Provided passage:
Click the audio player at the top of this post to hear a recording of the entire panel.

Organizations exist to achieve defined objectives — Fedex strives to deliver packages faster and more reliably, Starbucks wants sell more coffee, and so on. The entire notion that companies should “do social” as an end goal is just silly. Make money as a goal? Yes. Deliver goods and service as a goal? Yes. Do social as a goal? Resounding no! Social software only has meaning when it adds value to concrete organizational business processes and goals.

Business processes define how people accomplish their work; these processes describe the flow of activities such as collecting money, paying vendors, and so on. Processes enable organizations to execute activities in a consistent and repeatable manner.

Processes also create information silos, which is a problem. For example, the accounting department may use a computer system that does not share information with manufacturing or sales. In many organizations, hodge-podge legacy systems, built over time, create islands of information that drive poor communication across departmental boundaries.

Written instruction 1: List every line of the listing below that contains the string "plate", matching case exactly.
Written instruction 2: Continue the passage about social software and business processes, starting right after its last sentence.

Entries supplied:
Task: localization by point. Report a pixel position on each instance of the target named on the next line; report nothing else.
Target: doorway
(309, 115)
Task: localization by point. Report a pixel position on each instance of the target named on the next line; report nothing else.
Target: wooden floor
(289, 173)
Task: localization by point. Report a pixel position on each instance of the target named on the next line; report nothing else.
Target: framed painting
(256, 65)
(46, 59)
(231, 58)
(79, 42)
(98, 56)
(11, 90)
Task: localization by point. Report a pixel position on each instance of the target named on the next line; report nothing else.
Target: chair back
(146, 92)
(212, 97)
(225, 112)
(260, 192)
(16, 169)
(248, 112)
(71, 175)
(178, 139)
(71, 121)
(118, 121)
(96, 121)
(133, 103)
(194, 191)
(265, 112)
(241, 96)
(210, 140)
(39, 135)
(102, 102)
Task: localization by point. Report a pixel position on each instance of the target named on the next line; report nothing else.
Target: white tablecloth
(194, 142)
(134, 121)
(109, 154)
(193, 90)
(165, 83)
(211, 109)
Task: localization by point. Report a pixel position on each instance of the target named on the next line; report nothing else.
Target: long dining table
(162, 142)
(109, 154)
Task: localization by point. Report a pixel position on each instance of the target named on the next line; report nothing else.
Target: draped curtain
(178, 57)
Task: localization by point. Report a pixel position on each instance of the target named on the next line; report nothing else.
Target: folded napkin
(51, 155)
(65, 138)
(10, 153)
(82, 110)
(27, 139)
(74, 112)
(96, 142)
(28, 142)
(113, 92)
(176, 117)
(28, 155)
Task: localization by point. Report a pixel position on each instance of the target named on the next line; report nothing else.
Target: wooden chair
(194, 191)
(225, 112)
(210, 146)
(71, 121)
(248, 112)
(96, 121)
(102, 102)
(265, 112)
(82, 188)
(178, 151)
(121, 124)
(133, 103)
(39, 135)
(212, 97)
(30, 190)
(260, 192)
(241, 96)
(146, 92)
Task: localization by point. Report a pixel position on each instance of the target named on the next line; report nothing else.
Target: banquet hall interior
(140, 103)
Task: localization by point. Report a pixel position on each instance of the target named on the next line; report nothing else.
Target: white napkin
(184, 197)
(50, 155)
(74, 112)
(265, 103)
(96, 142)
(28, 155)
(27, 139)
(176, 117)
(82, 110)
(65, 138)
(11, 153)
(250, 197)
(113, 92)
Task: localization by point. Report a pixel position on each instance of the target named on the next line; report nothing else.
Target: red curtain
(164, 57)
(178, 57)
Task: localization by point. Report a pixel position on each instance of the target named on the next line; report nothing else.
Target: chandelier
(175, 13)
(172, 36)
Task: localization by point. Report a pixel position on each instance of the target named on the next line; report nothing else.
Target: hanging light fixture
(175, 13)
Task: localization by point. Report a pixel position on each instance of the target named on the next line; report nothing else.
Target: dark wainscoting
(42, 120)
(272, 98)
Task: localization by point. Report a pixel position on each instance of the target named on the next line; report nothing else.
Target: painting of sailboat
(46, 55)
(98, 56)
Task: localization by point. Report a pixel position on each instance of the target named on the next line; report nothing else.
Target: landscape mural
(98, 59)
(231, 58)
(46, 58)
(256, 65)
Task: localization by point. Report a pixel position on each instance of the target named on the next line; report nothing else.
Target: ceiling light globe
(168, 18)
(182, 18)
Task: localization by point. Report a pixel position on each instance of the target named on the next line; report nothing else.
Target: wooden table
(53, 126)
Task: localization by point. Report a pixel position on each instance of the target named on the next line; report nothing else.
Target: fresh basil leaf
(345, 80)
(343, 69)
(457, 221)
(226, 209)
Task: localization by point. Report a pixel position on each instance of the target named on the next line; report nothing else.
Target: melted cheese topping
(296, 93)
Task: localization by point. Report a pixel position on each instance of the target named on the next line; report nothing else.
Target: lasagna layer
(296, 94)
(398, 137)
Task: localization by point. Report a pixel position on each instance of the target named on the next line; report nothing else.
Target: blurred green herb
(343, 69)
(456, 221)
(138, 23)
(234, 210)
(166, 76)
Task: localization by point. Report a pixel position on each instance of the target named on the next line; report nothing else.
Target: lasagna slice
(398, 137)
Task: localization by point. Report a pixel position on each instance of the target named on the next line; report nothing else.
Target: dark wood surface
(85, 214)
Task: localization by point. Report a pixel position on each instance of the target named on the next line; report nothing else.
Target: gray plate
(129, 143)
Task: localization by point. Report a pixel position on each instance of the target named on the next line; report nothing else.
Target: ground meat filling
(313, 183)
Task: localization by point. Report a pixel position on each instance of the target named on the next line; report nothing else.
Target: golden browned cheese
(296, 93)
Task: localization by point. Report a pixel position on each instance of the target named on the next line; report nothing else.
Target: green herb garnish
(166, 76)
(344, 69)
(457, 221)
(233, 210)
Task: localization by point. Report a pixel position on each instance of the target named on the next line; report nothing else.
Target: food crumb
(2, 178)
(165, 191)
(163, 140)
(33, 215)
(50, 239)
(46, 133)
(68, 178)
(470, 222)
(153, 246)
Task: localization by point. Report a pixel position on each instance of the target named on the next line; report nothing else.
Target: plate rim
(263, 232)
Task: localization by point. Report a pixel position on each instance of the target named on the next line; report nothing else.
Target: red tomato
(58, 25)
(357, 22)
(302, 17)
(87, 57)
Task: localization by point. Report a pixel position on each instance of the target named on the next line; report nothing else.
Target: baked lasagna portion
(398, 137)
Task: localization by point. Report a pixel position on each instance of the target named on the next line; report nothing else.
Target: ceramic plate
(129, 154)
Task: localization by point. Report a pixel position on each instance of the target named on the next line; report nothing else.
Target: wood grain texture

Written answer 1:
Target: gray plate
Target: plate rim
Target: ceramic plate

Written answer 2:
The traditional solution to this problem involves deploying systems such as ERP to connect and integrate diverse systems. While ERP does a great job moving transactional data across departments or functions, these systems don’t typically handle the organizational glue of communications among people. Historically, ERP systems were designed to control transactions, not to share unstructured collaboration data.

By enabling processes to become more efficient or yield better results, social tools can offer great value to the enterprise. However, accomplishing this goal requires bringing unstructured social data to the process in which people actually conduct their work. To be useful, social technologies must help people do their jobs, which means integrating with established enterprise systems.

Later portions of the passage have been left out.